YOUR TASKS »
[1] Transcribe the passage of the article about Ed Blaney's album "The Severance" starting with "You get a sense" and going on through "something new entirely?".
[2] According to the article about Ed Blaney's new album, who is the new bass player in the band?

PAGE EXCERPT »
┄┄┄┄┄┄

You get a sense of a long-desired renaissance from Ed Blaney. The title of the new album from his band Blaney “The Severance”, the follow up to last year’s critically applauded “Urban Nature”, implies a change, a break from the past, and a positive future direction.

Is it a that difficult second album or is it something new entirely?

When asked about this Blaney is candid:

I think it was a bit of both, ‘ leaving it all behind, a cleansing of the mind is’ a line from The Severance. Indeed it is a total break away in many aspects, that was the whole idea and in the new songs you will hear and feel a sense of freedom, there’s a nice rawness, a complete coming together of the people involved. It was very spiritual for me and it worked a treat with the band. We all got and understood the concept of ‘ The Severance ‘. I have few regrets about my past musically but I felt it was time to escape from it.

Blaney is justifiably proud of the first album which garnered countless positive reviews. He found a new set of fans, and shocked a few people, with an album he describes as “a gathering of the ghosts” where a few past demons were exorcised and a strong platform for future endeavours was built.

Ed Head Shot

A proud son of Salford, Ed Blaney’s first musical venture, the band “Trigger Happy”, was co-opted into The Fall in 2001 and Ed’s own musical career was put on hold for a while. However, the last few years have seen successful duo collaborations with Smith, the rebirth of Trigger Happy, a number of other successful projects, and eventually last year the emergence of the Blaney band. Much of Ed’s time in the last few years has been taken up with the creation and management of the highly regarded Salford Musical Festival which is on hiatus this year as Ed concentrates on this new album.

Whilst Ric Gibbs remains on drums the band has seen a change since “Urban Nature”.

Blaney says “The last ‘ line up ‘ was kinda cobbled together as a “mates” thing just for the 12 or so gigs we did, it was a good thing for what it was but was never gonna be a permanent fixture as a band.”

The new bass player is Lian Pienaar, and on guitar and piano, is long time Blaney associate Sophie Labrey, best known as a drummer, previously with Girl Peculiar, Shuttleworth and Shoshin, she also played on “Urban Nature. Indeed Ric, Sophie and Ed had planned this “second phase” of the project before the release of “Urban Nature”.

┄┄┄┄┄┄

EXTRACTED MATERIAL »
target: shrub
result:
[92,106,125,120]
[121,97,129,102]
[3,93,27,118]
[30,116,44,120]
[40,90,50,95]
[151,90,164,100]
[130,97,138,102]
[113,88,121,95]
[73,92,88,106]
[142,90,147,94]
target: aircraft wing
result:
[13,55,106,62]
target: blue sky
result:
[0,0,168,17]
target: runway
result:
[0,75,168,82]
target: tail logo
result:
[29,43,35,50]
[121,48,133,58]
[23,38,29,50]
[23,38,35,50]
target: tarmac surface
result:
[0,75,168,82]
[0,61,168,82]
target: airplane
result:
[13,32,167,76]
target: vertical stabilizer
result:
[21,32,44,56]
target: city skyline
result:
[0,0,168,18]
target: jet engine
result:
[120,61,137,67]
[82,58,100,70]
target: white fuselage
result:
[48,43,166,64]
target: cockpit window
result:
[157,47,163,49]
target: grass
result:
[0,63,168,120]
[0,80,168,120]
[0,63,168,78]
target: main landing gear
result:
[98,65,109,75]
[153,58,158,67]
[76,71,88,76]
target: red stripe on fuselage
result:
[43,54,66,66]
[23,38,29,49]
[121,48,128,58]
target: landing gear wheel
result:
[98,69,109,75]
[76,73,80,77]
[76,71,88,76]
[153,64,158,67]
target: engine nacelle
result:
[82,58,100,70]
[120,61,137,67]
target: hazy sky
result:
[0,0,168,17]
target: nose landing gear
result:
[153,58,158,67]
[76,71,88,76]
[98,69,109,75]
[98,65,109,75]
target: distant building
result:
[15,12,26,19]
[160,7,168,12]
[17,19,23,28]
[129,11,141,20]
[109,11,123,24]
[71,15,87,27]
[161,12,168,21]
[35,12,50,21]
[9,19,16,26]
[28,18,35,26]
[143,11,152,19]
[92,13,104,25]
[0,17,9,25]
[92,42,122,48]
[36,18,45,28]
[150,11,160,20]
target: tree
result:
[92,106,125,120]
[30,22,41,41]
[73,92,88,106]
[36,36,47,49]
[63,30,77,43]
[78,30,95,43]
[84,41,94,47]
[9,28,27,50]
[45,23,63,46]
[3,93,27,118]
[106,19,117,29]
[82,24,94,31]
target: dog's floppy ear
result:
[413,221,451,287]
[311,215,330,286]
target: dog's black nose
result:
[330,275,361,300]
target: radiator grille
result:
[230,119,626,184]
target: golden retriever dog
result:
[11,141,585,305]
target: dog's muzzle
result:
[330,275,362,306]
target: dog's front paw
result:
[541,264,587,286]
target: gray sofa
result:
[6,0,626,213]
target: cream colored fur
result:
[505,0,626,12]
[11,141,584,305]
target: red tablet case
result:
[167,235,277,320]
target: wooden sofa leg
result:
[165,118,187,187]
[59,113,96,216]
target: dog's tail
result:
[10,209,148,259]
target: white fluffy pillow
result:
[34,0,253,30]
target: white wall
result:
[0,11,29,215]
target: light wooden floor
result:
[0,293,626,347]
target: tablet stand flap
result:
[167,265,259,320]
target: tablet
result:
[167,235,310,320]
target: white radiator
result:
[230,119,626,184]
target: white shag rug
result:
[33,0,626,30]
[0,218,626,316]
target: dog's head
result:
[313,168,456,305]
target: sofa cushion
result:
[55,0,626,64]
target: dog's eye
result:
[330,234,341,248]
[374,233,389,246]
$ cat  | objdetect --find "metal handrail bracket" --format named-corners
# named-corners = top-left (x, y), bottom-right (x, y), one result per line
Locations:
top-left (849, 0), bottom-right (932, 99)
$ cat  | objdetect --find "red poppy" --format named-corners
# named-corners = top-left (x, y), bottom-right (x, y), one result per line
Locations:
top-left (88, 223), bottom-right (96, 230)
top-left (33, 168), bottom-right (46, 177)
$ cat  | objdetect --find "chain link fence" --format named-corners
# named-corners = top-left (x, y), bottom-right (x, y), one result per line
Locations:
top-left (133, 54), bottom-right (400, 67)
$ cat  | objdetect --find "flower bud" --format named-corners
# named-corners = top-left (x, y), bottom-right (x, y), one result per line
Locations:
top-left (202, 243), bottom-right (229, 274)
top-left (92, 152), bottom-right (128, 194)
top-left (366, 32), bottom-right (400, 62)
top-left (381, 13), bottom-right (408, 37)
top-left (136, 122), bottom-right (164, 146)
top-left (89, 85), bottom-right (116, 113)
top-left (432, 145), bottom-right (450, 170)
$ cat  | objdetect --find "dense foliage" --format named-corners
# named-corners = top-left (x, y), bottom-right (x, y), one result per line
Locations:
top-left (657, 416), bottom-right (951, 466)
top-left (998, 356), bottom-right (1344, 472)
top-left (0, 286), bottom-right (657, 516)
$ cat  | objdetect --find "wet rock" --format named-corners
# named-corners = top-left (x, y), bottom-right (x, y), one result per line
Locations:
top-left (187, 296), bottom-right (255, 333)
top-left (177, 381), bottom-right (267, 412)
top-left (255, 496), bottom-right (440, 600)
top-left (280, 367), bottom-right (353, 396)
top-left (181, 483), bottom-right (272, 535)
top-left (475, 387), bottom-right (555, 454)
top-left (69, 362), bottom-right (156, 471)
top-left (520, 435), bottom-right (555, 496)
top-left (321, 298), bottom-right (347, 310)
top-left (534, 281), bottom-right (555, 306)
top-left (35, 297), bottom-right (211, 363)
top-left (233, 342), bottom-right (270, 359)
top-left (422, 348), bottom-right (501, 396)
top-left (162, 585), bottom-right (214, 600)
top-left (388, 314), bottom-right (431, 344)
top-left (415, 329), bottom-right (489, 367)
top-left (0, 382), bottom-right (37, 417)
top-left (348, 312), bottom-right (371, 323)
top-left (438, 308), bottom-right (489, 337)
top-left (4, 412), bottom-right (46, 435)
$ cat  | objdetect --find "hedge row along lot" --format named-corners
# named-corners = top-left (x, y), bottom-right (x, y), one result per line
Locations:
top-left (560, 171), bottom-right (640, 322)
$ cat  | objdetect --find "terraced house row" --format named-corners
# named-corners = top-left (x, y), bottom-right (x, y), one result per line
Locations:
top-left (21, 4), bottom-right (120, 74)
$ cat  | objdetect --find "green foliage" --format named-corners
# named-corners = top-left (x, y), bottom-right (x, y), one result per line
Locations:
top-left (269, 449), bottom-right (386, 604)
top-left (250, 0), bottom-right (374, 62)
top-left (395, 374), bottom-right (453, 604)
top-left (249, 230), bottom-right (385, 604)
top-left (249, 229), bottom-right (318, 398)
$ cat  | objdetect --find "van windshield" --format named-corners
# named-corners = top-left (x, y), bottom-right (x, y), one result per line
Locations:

┄┄┄┄┄┄

SOLUTIONS IN ORDER »
[1]
You get a sense of a long-desired renaissance from Ed Blaney. The title of the new album from his band Blaney “The Severance”, the follow up to last year’s critically applauded “Urban Nature”, implies a change, a break from the past, and a positive future direction.

Is it a that difficult second album or is it something new entirely?

[2] Lian Pienaar.